### What the exercise asks
Rewrite everything from the start of the entries below down to the line containing "388], [196, 395]]", replacing "green foliage" with "leafy vegetation" and leaving all else unchanged. Leave the pictures out of your answer.

Contour labeling entries
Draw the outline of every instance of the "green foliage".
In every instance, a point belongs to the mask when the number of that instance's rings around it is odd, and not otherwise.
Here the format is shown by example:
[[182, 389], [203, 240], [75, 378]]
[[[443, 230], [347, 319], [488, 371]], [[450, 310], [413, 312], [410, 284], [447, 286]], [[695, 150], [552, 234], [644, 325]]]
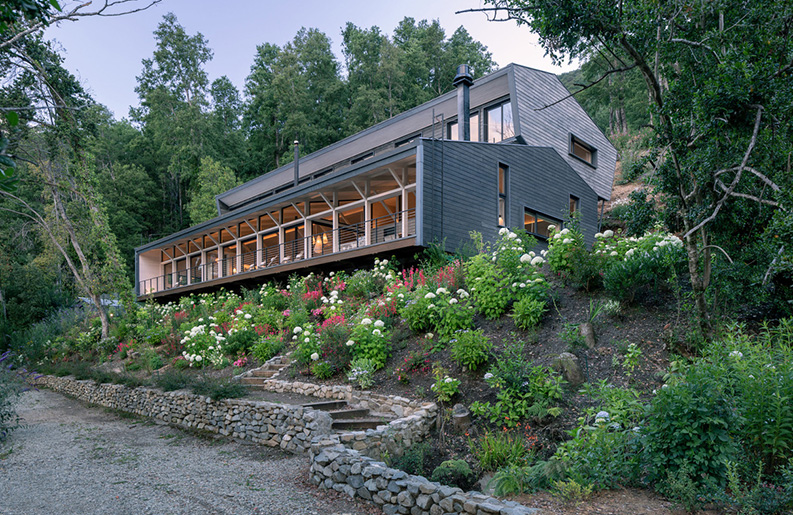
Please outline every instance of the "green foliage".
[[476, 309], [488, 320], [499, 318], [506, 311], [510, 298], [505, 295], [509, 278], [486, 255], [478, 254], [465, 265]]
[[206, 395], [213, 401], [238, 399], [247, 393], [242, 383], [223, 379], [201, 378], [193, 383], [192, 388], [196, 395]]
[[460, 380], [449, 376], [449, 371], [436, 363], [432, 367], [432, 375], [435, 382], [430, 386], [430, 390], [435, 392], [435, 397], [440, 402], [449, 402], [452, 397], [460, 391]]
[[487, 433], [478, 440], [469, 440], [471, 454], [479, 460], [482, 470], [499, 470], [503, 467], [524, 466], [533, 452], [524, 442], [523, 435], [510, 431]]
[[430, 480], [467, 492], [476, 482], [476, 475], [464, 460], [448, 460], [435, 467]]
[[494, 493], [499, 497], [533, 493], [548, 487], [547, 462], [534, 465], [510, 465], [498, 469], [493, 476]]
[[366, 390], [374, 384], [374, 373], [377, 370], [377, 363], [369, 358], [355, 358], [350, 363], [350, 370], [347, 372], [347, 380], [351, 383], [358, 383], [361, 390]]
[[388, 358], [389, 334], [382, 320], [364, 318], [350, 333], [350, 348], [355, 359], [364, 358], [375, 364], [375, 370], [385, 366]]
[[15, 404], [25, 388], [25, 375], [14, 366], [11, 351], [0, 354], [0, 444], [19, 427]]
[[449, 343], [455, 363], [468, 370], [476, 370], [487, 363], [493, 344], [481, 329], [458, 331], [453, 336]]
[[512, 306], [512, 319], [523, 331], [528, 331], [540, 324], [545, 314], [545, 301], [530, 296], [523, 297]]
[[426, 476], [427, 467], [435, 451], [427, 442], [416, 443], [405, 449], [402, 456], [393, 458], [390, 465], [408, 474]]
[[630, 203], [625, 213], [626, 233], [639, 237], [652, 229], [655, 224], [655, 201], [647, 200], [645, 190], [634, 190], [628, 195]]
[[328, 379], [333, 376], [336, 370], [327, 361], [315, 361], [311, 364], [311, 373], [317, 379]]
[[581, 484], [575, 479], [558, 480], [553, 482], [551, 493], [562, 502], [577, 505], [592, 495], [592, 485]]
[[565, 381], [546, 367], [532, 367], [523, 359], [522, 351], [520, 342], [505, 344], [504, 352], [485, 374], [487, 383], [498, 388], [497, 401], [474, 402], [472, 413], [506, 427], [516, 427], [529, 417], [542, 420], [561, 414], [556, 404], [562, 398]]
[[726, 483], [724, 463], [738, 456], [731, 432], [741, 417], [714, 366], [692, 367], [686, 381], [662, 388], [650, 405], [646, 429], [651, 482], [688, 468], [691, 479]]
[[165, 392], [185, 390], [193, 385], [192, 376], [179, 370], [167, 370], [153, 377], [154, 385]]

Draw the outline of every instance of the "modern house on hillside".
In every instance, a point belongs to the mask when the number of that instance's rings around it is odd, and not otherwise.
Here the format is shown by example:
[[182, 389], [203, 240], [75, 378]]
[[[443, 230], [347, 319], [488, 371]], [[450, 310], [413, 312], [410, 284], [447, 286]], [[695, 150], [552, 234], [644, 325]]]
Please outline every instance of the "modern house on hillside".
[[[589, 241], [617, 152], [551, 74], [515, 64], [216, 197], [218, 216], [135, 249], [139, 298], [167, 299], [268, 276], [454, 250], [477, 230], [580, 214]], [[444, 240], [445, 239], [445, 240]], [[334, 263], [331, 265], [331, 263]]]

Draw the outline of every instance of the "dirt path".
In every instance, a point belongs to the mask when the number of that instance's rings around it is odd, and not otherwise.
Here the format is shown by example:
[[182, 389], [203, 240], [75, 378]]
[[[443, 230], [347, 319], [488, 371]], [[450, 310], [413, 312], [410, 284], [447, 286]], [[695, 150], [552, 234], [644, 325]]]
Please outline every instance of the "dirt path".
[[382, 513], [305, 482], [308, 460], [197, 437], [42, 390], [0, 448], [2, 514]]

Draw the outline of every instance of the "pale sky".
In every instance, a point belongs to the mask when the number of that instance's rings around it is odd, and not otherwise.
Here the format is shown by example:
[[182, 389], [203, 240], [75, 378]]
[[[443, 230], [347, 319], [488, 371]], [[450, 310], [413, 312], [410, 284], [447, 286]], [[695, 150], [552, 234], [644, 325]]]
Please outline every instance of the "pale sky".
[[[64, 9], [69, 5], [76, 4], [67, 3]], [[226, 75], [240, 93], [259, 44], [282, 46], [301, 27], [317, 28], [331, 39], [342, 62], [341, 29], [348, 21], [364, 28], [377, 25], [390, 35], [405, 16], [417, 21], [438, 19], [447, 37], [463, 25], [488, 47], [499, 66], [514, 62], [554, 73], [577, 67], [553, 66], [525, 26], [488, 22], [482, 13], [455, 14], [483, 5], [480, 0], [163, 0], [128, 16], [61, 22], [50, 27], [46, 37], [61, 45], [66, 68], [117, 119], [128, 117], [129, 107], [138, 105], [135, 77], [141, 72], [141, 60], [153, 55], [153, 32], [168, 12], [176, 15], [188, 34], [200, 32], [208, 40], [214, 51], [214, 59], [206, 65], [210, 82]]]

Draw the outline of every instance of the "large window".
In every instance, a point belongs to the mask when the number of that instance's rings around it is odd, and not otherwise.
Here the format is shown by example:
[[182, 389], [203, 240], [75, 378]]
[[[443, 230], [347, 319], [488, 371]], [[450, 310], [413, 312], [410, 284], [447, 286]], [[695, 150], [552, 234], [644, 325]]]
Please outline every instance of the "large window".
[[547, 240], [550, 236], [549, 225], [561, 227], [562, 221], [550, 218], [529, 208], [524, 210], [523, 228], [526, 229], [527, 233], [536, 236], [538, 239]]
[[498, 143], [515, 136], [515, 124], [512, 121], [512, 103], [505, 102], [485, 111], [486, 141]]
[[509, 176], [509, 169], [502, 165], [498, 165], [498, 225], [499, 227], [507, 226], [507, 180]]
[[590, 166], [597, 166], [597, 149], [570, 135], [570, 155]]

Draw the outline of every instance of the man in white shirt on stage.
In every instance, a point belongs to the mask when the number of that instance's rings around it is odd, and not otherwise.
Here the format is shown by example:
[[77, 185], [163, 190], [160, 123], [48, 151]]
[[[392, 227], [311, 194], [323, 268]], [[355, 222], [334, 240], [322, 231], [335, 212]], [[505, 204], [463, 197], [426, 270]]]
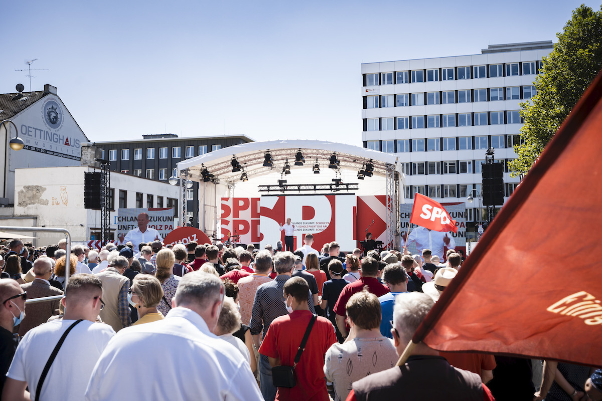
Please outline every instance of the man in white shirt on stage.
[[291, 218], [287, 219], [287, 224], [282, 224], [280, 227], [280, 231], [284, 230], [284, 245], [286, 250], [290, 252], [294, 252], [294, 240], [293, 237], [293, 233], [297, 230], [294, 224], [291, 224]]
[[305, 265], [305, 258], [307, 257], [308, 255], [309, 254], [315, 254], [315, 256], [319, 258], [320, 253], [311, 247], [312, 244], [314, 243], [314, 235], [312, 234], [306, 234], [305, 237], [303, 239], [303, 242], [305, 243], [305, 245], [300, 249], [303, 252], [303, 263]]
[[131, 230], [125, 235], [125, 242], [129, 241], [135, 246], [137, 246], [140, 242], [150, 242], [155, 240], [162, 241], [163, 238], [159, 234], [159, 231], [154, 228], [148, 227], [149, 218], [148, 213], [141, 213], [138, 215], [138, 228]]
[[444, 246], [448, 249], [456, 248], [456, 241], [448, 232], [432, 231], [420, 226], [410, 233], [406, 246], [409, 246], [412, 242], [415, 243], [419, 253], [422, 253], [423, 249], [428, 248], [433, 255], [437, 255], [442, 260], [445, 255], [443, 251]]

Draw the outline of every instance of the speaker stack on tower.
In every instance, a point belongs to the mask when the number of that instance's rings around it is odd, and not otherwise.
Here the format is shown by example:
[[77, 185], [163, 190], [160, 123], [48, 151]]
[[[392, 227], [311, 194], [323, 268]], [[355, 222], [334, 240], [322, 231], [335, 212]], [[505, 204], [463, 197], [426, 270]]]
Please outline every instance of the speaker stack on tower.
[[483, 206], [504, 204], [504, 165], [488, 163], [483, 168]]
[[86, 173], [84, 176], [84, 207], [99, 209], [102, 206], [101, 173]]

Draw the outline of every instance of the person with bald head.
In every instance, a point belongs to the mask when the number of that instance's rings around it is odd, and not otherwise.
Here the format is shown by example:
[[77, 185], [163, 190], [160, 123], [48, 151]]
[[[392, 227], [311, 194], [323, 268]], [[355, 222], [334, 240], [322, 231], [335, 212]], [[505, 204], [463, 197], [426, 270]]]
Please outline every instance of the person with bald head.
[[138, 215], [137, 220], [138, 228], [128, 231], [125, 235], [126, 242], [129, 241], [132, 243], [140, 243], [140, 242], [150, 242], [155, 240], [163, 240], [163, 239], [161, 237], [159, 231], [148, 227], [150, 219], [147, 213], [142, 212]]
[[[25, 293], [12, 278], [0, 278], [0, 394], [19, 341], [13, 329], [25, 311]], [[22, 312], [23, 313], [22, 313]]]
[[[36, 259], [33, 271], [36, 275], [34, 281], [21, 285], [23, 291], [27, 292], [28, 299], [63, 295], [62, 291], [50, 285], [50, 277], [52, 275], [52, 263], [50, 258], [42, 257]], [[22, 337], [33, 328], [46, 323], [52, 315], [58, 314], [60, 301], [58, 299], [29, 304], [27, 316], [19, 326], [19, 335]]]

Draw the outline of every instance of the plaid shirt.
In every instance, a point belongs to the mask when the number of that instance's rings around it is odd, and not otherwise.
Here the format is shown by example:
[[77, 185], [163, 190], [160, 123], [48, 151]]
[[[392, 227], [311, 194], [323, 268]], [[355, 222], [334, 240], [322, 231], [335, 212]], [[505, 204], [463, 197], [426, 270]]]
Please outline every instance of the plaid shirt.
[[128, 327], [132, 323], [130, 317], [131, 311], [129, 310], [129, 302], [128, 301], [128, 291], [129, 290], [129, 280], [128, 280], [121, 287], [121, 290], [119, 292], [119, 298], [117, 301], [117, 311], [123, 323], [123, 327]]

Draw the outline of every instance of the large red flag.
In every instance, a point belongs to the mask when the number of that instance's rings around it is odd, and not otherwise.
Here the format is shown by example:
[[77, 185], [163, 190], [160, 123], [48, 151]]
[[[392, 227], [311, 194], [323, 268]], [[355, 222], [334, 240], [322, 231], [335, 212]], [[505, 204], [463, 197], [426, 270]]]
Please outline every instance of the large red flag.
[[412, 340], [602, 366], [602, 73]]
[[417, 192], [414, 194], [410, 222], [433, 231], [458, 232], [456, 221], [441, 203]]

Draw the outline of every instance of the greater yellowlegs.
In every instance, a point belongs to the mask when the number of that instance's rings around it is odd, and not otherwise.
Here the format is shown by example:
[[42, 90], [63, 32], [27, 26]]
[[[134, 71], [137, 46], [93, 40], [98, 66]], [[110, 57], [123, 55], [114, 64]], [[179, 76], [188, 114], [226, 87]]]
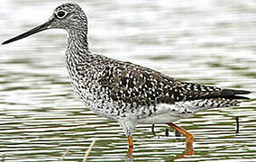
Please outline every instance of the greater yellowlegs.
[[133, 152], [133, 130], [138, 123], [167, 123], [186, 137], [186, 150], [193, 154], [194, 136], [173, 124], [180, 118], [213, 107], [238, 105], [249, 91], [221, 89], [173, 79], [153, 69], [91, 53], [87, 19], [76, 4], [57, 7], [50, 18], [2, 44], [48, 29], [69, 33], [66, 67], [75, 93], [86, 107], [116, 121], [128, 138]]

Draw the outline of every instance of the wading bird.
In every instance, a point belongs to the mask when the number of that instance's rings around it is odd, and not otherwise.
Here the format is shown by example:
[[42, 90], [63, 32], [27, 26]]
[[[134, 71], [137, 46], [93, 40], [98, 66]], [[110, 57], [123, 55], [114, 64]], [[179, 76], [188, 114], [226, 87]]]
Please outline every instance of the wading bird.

### Answer for the task
Draw the outline of every instance of the "leafy vegetation".
In every instance, a point belongs to the mask when the number of that instance's rings around it is odd, and not otherwise.
Here the format is shown by example:
[[182, 389], [203, 240], [75, 378]]
[[[443, 230], [347, 319], [488, 371]], [[450, 310], [413, 312], [410, 284], [447, 286]], [[695, 150], [552, 234], [644, 325]]]
Please outline every instance of the "leafy vegetation".
[[476, 309], [488, 320], [499, 318], [506, 311], [510, 298], [505, 295], [509, 278], [486, 255], [478, 254], [465, 265]]
[[206, 395], [213, 401], [238, 399], [247, 393], [242, 383], [223, 379], [201, 378], [193, 383], [192, 388], [196, 395]]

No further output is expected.